:: TAREAS DEL EJERCICIO ::
• A. Según el bloque de texto, ¿por qué la mejor utilidad de la frase de Peter Handke sería la de una leyenda pintorreada en el escaparate de una agencia de viajes? Responde en una a tres oraciones.
• B. ¿Qué fecha de fallecimiento de César Manrique consta en el bloque de texto?
• C. Traduce al inglés esta oración del bloque de texto: "De improviso, así nos llegan las malas noticias, cuando un poeta ha cruzado el umbral de la muerte nos quedamos siempre consternados, y echamos mano enseguida de sus libros como para no dejar sitio al frío silencioso."

César Manrique, artista canario (24 de abril de 1919-25 de septiembre de 1992) Lanzarote |
Si sentimos el dolor de los
umbrales
entonces no somos ningún
turista,
puede existir la transición
Peter Handke
César Manrique y José María Millares in memoriam
De improviso, así nos llegan las malas noticias, cuando un poeta
ha cruzado el umbral de la muerte nos quedamos siempre consternados, y echamos
mano enseguida de sus libros como para no dejar sitio al frío silencioso. Pero
una vez sobrepasado el duelo íntimo, como en las culturas donde los funerales
acaban convirtiéndose en una fiesta por la memoria, tal vez como tributo al
compromiso del verbo, también queda compartir una reflexión profunda,
inacabable pero recurrente, respetuosa pero no menos radical para sumergirnos
en el vaivén de la literatura insular.
Así
ocurre que podríamos empezar con una frase del novelista austriaco Peter Handke que a primera vista nos
dejaría filosóficamente patinando, jamás sería incluida en el programa de los
cursillos universitarios de verano tan de moda para ganar créditos en la
especialización laboral, pues ya sabemos que en Canarias vivimos del turismo,
por eso su mejor utilidad tal vez sería la de una leyenda pintorreada en
cualquier escaparate de las agencias de viaje que todavía en septiembre regarán
de ofertas suculentas nuestros deseos de salir afuera.

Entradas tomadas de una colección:
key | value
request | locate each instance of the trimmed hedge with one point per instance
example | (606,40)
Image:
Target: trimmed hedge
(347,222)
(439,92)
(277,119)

---

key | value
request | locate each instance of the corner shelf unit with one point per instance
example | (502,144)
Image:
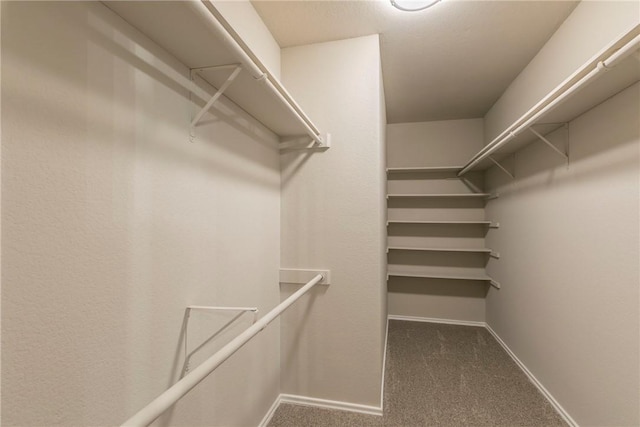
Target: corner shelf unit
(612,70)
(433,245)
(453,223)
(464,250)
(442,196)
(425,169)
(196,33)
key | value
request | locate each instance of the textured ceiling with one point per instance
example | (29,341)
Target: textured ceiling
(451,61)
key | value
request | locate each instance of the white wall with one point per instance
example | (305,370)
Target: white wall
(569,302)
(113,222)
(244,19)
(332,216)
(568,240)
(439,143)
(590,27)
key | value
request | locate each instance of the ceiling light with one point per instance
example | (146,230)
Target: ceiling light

==

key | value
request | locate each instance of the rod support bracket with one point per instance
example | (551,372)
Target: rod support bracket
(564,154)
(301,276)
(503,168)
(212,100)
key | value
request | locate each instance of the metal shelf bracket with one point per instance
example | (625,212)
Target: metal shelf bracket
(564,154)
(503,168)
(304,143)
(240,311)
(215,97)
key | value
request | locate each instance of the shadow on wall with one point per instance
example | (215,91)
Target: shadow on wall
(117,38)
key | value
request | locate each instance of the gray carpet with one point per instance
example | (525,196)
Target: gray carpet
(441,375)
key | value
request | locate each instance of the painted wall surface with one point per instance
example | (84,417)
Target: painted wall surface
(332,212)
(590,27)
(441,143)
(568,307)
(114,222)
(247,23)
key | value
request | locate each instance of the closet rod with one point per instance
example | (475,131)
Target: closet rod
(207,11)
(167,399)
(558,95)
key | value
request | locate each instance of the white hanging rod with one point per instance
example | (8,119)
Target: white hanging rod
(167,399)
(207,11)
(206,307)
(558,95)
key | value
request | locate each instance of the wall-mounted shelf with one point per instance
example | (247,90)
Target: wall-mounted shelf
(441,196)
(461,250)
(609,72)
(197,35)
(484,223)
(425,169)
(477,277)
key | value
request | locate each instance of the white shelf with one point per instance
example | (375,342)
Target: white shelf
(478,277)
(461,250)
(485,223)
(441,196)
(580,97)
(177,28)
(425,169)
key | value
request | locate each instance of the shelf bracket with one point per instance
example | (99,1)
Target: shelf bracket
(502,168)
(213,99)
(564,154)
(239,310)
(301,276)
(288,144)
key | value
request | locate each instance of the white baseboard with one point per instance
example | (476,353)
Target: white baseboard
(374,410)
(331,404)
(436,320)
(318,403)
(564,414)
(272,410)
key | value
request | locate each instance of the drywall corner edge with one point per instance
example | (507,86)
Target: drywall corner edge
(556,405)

:: RESPUESTAS POR TAREA ::
• A. Porque, como señala el bloque de texto, en Canarias se vive del turismo. Por eso la frase serviría mejor como leyenda en el escaparate de las agencias de viaje que en septiembre ofrecen propuestas para salir afuera.

• B. El 25 de septiembre de 1992.

• C. Unexpectedly, that is how bad news reaches us: when a poet has crossed the threshold of death, we are always left dismayed, and we immediately reach for their books as if to leave no room for the silent cold.